Transcribe all of the material exactly.

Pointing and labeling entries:
=-=-=

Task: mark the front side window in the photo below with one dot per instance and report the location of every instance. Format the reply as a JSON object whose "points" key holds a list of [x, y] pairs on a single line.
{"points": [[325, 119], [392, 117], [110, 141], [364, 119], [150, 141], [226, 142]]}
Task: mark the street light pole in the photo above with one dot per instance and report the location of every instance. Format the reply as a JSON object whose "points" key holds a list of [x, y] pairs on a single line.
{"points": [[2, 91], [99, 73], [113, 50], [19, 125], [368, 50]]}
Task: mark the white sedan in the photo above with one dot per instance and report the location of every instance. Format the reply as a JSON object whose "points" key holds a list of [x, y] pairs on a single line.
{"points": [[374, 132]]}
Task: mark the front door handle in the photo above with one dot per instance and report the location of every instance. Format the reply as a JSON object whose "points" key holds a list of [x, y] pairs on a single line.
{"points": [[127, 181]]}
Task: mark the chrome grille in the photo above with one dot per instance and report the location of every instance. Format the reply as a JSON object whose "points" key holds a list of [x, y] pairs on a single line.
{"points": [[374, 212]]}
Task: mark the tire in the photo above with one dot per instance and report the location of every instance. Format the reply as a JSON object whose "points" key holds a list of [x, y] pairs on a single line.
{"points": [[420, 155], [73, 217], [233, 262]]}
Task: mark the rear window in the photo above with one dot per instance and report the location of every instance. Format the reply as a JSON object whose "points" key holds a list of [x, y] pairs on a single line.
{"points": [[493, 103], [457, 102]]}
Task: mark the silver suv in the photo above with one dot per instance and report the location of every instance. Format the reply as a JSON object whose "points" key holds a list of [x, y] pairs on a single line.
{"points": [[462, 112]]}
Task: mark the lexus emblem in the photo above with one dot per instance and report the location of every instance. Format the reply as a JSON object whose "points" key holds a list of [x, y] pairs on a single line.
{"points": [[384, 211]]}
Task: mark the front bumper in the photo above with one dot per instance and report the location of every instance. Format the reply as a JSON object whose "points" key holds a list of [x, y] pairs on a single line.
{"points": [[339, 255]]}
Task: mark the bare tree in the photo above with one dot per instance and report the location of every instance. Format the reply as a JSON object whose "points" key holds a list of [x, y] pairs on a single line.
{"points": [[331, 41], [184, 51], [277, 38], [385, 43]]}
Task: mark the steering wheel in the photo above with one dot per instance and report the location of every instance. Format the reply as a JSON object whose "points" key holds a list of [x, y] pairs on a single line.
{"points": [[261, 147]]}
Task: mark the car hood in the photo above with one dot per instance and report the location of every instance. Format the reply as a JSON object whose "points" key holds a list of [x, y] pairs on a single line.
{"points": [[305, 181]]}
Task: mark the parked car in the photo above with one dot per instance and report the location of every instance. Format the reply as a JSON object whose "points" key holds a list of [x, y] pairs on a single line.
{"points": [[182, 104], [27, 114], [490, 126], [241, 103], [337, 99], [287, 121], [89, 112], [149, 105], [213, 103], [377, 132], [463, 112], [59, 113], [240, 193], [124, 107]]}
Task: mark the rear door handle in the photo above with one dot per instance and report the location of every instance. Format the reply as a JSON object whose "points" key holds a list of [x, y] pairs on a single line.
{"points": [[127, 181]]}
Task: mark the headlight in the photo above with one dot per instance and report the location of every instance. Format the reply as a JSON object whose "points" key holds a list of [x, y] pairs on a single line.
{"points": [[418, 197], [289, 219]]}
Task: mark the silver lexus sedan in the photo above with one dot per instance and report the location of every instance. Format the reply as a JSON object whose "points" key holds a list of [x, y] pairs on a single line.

=-=-=

ANSWER TO THE PROBLEM
Task: mark the front side window in the photo below with one dot per instance and report the location of every instance. Format the reply as a JSON object whose "points" key holds a list of [x, y] pairs on a single line.
{"points": [[325, 119], [392, 117], [110, 141], [364, 119], [150, 141], [226, 142]]}
Task: mark the street light pole in the photo above with one dot per instance and report the location of every instance. Format the reply as a JSON object whose "points" key holds a list of [x, y] pairs on a single line.
{"points": [[2, 91], [99, 73], [113, 50], [19, 125], [368, 50]]}
Task: mark the white sedan in the photo above with one dot per instance and report the location of every instance. Format the reply as a JSON object whose "points" key holds a list of [x, y] pairs on a single line.
{"points": [[374, 132]]}
Task: mark the front door handle in the photo above with one dot per instance and report the location of every instance. Format the reply as a JSON object whose "points" key holds a list of [x, y] pairs on a single line.
{"points": [[127, 181]]}
Task: mark the chrome grille in the photo above with one dot per instance and report the location of every instance. Format the reply as a JSON object whose "points" key holds a list of [x, y] pairs on a single line.
{"points": [[374, 212]]}
Task: mark the tire in the photo above with one dot per instance and report the location of every instance. Format the reply as a JSON object whose "points" key holds a list of [x, y] pairs on a single line.
{"points": [[420, 155], [73, 217], [233, 262]]}
Task: mark the rear window in the photo above with one dot per instance and report the location of every instance. Format the reply as a JSON object whose "points" key holds a list of [x, y] pairs on a single line.
{"points": [[493, 103], [457, 102]]}
Task: mark the silver suv in the photo above with one dot per instance and report the location of every instance. Format the reply as a JSON object whose "points" key holds a list of [x, y] pairs on a single line.
{"points": [[462, 112]]}
Task: mark the lexus emblem in the photo above with one dot per instance and report the location of every instance. Format the reply as a JSON object whose "points" key holds a list of [x, y] pairs on a single line.
{"points": [[384, 211]]}
Task: mark the front bumper in the photo above with one dot per instance and report the location of every instance. Format the reply as a JSON object whose "points" key holds a list of [x, y] pairs on a single line.
{"points": [[339, 255]]}
Task: mark the bare tree in the photo above with one dot per instance and report the location of every instance. Format the reply as a JSON object whose "points" key holds a list of [x, y] pairs on a single line.
{"points": [[331, 41], [184, 51], [277, 38], [385, 43]]}
Task: mark the steering wheel in the photo above with one dot per instance and report the location of every instance. Format the reply as a JSON object whose "points" key holds a list of [x, y] pairs on a single line.
{"points": [[261, 147]]}
Task: mark the car hood in the photo above with one dot per instance and report the location of every instance. Format the reply as a JSON object whose "points" key holds a list of [x, y] pairs on a single line.
{"points": [[305, 181]]}
Task: mark the parked car in the photo above with one dot per instance and report the location of every instance. Format the reply as a JSON object whose "points" key holds a list of [x, y] pairs on a single line.
{"points": [[182, 104], [27, 114], [490, 126], [241, 103], [337, 99], [287, 121], [89, 112], [149, 105], [213, 103], [377, 132], [463, 112], [59, 113], [240, 193], [124, 107]]}
Task: mark the rear door handle in the photo above with one dot per instance and report the location of every instance. Format the reply as a JSON object whose "points" key holds a list of [x, y] pairs on a single line.
{"points": [[127, 181]]}
Task: mark the headlight in the photo above with one dot per instance and report the location of every instance. Format the reply as a JSON object whose "points" key holds a list of [x, y] pairs on a single line.
{"points": [[418, 197], [289, 219]]}
Task: mark the silver lexus sedan in the photo above with one dot per instance and report the location of every instance. Format the reply as a JSON object whose "points" key holds a list of [x, y] pairs on a single line.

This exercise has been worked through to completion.